Nadie en su sano juicio puede creer que el mundo es más seguro o menos injusto desde el 11 de septiembre, cuando la guerra contra el terrorismo, es decir, la política militar de Estados Unidos se convierte en la única política posible hasta dominar casi por completo la escena internacional. Pero esa misma sensación de incertidumbre y temor retroalimenta a los nuevos y viejos halcones de Washington.
La llamada doctrina Bush, que autoriza a Estados Unidos a actuar contra las amenazas aun antes de "que terminen de formarse", ha convertido a las organizaciones internacionales, incluida Naciones Unidas, en entidades morales sin capacidad para influir realmente en el curso de los acontecimientos. Ninguna fuerza u organismo multilateral tiene la capacidad de oponerse por mucho tiempo a los dictados estadunidenses, a la arrogancia del poder que lucha por establecer su hegemonía en todos los rincones del Imperio.
Tras el 11 de septiembre, el presidente Bush ha librado dos guerras en forma para acabar con la amenaza potencial del terror. Y, a pesar de todo, el peligro terrorista no cede. Primero fue por Osama Bin Laden hasta Afganistán. Allí destruyó lo que poco quedaba en un país miserable, cansado de guerrear, y en lugar del gobierno enloquecido de los talibanes colocó a las facciones adversarias que le ayudaron a minar su resistencia. El mapa político de la región cambió radicalmente y Estados Unidos, o sea, el presidente Bush y el grupo al que representa ganaron la primera batalla contra el enemigo universal que ocuparía en el imaginario imperial el espacio que dejó el comunismo. Pero el fantasma del terrorismo resultó inasible: Bin Laden escapó y el vaquero-presidente se quedó frustrado, sin escenificar el duelo a muerte hollywoodesco que había prometido a las galerías.

*Datos de etiquetado de puntos a partir de fotos*.

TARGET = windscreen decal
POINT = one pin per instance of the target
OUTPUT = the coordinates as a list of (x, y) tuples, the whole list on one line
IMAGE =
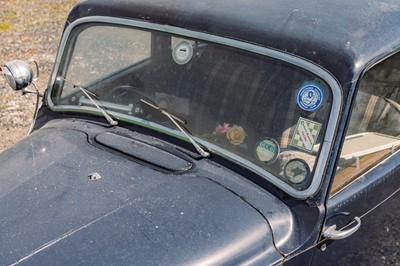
[(310, 96), (306, 134)]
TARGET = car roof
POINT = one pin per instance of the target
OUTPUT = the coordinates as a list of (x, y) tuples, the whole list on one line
[(341, 36)]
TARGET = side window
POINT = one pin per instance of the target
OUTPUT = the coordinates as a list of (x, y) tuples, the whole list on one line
[(374, 130)]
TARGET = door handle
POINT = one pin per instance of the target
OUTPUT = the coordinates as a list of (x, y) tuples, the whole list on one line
[(331, 233)]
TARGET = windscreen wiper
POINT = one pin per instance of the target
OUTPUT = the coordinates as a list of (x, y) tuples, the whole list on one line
[(175, 120), (87, 94)]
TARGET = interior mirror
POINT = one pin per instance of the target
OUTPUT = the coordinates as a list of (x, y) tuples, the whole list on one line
[(19, 74)]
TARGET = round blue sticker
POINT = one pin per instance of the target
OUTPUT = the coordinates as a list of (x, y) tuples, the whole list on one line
[(310, 97)]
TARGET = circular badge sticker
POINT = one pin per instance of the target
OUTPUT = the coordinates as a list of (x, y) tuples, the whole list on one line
[(296, 171), (310, 97), (267, 150), (183, 52)]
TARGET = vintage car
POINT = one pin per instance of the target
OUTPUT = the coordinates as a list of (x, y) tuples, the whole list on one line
[(210, 133)]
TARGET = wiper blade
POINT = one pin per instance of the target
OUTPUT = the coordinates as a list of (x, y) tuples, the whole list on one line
[(175, 120), (87, 94)]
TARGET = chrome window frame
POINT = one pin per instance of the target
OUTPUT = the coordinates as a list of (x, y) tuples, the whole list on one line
[(288, 58)]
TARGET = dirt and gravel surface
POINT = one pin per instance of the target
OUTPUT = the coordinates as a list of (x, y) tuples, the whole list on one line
[(28, 29)]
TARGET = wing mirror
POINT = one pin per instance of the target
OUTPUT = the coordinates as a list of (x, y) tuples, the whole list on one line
[(19, 74)]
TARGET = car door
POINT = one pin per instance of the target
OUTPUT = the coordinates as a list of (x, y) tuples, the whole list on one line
[(363, 217)]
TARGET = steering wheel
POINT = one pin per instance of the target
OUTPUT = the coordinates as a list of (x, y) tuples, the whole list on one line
[(127, 95)]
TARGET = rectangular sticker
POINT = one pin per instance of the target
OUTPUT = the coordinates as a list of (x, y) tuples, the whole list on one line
[(306, 134)]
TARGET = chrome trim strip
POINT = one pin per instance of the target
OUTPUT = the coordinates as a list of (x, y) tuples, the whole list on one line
[(331, 81)]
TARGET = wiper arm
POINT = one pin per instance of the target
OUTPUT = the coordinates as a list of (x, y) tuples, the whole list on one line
[(87, 94), (175, 120)]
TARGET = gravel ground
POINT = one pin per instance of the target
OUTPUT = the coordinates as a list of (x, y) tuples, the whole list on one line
[(28, 29)]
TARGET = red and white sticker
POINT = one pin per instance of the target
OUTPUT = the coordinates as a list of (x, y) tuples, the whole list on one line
[(306, 134)]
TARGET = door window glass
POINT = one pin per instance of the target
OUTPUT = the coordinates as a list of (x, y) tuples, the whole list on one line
[(374, 130)]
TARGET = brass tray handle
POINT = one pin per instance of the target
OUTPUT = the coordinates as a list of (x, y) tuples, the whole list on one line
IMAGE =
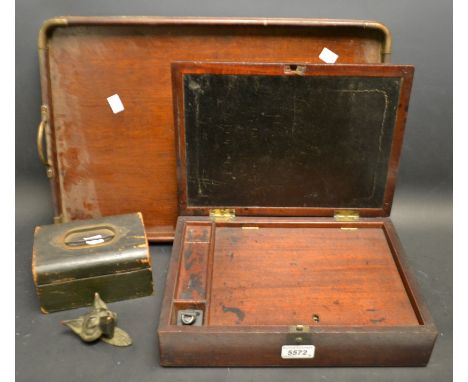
[(40, 140)]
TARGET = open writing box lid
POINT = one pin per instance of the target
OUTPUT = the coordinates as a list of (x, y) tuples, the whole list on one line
[(289, 140), (102, 163)]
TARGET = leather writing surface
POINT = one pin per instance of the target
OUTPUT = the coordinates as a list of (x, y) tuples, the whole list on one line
[(293, 141)]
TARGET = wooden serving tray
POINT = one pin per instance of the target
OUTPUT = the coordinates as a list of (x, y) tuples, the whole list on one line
[(254, 278), (264, 149), (101, 163)]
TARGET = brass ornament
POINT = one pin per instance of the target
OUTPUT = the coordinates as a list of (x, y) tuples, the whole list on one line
[(99, 323)]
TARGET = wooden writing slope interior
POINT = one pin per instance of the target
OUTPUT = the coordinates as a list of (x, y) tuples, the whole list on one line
[(289, 272), (295, 165)]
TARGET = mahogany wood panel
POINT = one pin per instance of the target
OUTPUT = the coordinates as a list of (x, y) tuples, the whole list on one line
[(104, 163), (255, 270), (285, 276)]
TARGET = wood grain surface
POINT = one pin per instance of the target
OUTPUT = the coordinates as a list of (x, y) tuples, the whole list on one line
[(105, 163)]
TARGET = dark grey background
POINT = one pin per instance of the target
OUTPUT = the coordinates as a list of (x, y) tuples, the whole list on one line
[(422, 213)]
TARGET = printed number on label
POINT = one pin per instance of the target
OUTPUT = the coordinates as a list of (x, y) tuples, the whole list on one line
[(297, 351)]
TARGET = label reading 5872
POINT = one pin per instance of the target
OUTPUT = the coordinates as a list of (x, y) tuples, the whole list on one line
[(297, 351)]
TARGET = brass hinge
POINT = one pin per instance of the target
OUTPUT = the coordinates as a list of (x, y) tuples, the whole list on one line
[(346, 216), (222, 213)]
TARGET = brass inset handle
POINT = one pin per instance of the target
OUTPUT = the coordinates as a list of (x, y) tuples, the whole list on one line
[(40, 139)]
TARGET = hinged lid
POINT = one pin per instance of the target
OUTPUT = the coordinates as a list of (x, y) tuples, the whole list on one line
[(103, 161), (271, 140), (89, 248)]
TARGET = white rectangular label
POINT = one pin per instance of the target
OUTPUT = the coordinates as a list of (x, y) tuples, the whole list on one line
[(93, 240), (297, 351), (115, 103), (328, 56)]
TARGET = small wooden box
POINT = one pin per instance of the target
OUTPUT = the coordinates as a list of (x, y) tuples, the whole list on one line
[(72, 261), (293, 260)]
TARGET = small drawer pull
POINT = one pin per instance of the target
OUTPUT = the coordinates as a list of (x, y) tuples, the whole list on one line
[(89, 238)]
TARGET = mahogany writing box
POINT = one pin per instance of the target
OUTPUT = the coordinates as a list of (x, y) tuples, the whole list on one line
[(284, 253), (102, 163)]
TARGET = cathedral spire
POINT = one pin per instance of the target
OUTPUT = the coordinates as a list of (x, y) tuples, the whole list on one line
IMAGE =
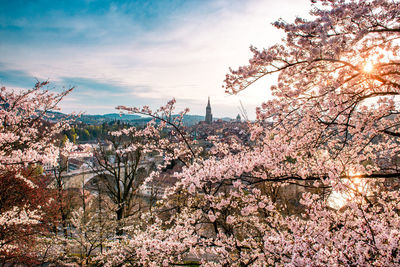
[(208, 112)]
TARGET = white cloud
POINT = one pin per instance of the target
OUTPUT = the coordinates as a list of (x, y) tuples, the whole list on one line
[(187, 61)]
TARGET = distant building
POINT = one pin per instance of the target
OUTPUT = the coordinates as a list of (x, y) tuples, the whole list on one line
[(208, 112)]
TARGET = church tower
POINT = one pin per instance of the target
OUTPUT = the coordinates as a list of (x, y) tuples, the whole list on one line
[(208, 112)]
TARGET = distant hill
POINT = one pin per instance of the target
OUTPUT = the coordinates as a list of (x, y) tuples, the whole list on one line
[(132, 119)]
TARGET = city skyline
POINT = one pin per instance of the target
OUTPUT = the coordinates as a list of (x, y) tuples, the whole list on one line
[(139, 53)]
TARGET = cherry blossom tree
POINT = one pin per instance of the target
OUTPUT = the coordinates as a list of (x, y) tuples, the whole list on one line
[(330, 129), (26, 143)]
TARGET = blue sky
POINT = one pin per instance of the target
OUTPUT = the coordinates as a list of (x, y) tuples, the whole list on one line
[(139, 52)]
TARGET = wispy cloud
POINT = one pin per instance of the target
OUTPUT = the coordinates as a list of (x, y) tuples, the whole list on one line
[(144, 52)]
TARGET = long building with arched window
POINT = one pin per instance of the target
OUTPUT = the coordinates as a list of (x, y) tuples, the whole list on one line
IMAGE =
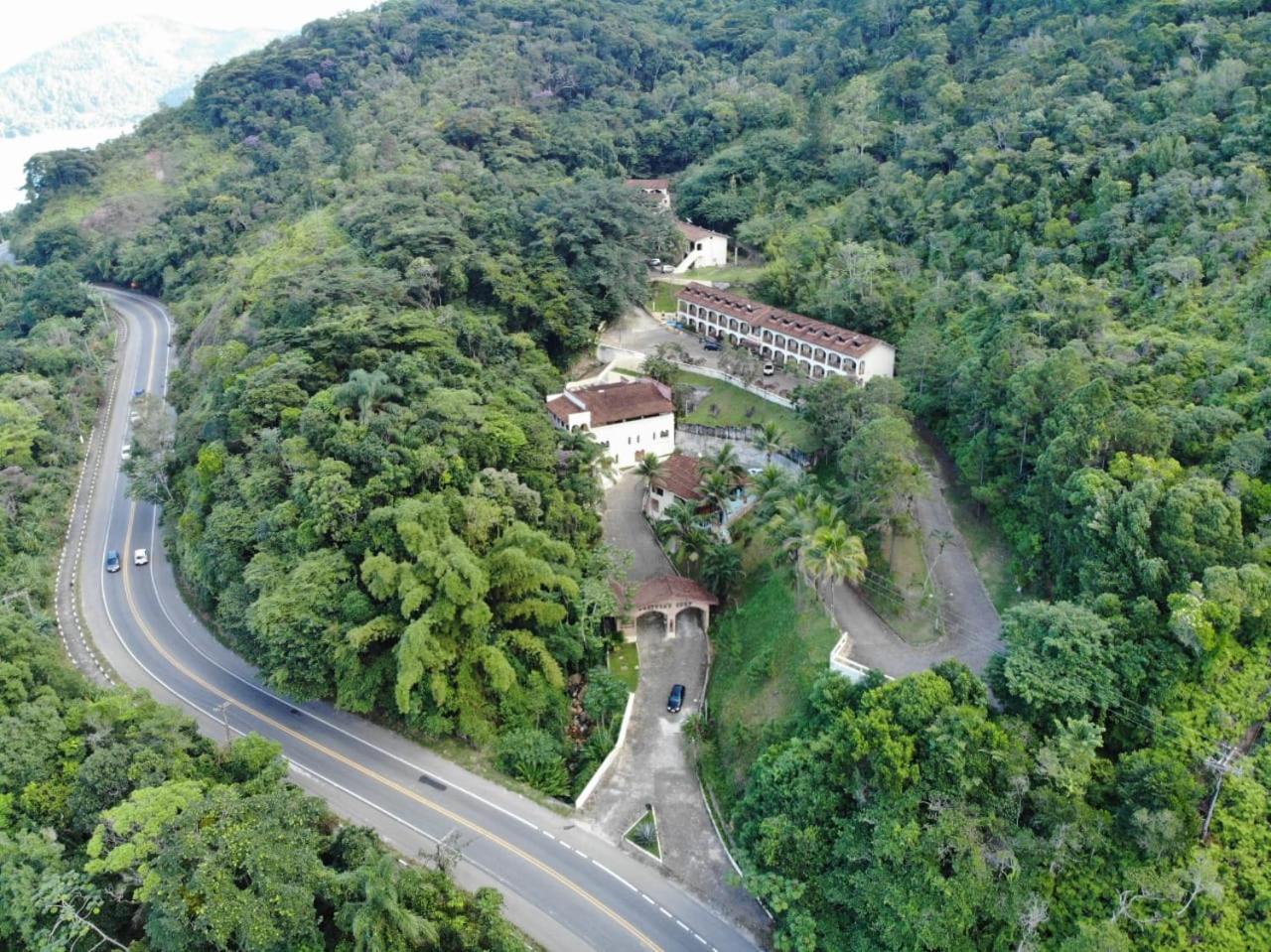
[(794, 342)]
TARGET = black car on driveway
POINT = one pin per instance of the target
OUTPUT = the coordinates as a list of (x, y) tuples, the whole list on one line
[(676, 701)]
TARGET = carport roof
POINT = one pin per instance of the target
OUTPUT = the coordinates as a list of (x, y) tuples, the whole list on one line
[(663, 589)]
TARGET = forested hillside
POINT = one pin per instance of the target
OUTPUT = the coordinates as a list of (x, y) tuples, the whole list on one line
[(114, 73), (118, 823), (386, 236)]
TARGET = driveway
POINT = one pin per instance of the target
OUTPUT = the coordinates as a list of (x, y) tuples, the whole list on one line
[(654, 764), (639, 331), (626, 530), (971, 625)]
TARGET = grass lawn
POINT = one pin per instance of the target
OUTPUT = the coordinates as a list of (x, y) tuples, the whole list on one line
[(731, 406), (643, 834), (662, 296), (913, 616), (989, 551), (625, 662), (735, 273), (770, 651)]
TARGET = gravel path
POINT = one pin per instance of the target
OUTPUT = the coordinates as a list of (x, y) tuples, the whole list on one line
[(972, 628)]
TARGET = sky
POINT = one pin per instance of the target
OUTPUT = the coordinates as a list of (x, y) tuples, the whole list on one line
[(30, 27)]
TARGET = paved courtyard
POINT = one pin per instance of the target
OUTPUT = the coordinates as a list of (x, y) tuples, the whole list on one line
[(654, 764), (639, 331)]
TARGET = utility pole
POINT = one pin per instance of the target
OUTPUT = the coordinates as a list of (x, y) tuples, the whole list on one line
[(223, 711), (1220, 766)]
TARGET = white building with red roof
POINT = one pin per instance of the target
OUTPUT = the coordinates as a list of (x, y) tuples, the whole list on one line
[(630, 418), (802, 344), (707, 248), (658, 190)]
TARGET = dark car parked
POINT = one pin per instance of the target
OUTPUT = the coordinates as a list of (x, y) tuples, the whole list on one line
[(676, 701)]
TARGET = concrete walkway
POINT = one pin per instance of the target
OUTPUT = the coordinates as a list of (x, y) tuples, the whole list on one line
[(972, 626), (654, 764)]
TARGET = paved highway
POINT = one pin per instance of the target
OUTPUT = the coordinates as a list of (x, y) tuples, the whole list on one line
[(566, 887)]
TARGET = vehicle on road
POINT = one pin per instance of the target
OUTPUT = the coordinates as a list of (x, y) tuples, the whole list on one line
[(676, 699)]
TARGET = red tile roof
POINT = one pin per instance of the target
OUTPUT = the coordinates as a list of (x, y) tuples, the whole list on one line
[(694, 231), (681, 476), (659, 184), (614, 403), (759, 314), (657, 592)]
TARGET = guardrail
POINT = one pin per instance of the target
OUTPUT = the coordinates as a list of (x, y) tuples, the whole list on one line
[(609, 757)]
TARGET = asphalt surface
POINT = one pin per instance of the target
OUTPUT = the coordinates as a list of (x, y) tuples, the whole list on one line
[(563, 886)]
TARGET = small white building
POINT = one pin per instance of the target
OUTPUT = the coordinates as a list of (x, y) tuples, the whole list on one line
[(707, 248), (658, 190), (680, 481), (793, 342), (630, 418)]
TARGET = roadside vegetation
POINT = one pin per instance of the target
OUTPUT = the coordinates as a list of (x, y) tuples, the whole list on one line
[(119, 825), (384, 236), (771, 644)]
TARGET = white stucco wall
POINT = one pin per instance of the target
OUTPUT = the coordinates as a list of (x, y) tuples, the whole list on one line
[(709, 252), (627, 443)]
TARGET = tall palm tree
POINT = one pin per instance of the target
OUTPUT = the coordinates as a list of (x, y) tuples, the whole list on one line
[(716, 488), (676, 522), (652, 470), (727, 462), (799, 515), (833, 554), (380, 920), (721, 568), (367, 390), (771, 440)]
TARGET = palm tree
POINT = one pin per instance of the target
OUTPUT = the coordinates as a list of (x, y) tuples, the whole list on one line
[(676, 522), (833, 554), (721, 568), (380, 920), (367, 390), (716, 489), (591, 456), (771, 440), (653, 471), (726, 462), (799, 515)]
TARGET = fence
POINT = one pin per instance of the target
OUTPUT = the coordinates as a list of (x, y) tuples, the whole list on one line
[(634, 359), (743, 434)]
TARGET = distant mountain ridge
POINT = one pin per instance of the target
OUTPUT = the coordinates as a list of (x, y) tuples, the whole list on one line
[(114, 73)]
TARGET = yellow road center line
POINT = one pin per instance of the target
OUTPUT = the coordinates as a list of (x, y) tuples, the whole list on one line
[(336, 755)]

*PROBLEMA*. Escribe la continuación del texto sobre la guerra contra el terrorismo tras el 11 de septiembre, empezando justo después de su última oración.

*RESULTADO A CONTINUACIÓN*.
Más tarde, ante el azoro del mundo civilizado, Estados Unidos fabricó las pruebas para justificar una nueva guerra contra Irak. Auxiliado por el laborista Blair, Bush elevó una vez más el tono de las amenazas y la retórica del nuevo fundamentalismo de la derecha cristiana que quiere justificar lo injustificable: someter a la sociedad entera a la lógica de la defensa de sus propios y particulares intereses, como acertadamente los escribió Norman Mailer:
"Los estadunidenses tienen una especie de mística enloquecida: la idea de que pueden hacer cualquier cosa. Sí, dicen los conservadores patrioteros, podremos enfrentarnos a lo que se avecina. Tenemos los conocimientos y la capacidad para hacerlo. Superaremos los obstáculos. Los conservadores patrioteros creen verdaderamente que Estados Unidos no sólo puede gobernar el mundo, sino que debe hacerlo. Si no se atiene a ese compromiso con el imperio, el país se irá al traste y el mundo le seguirá. En mi opinión, éste es el subtexto principal del proyecto iraquí."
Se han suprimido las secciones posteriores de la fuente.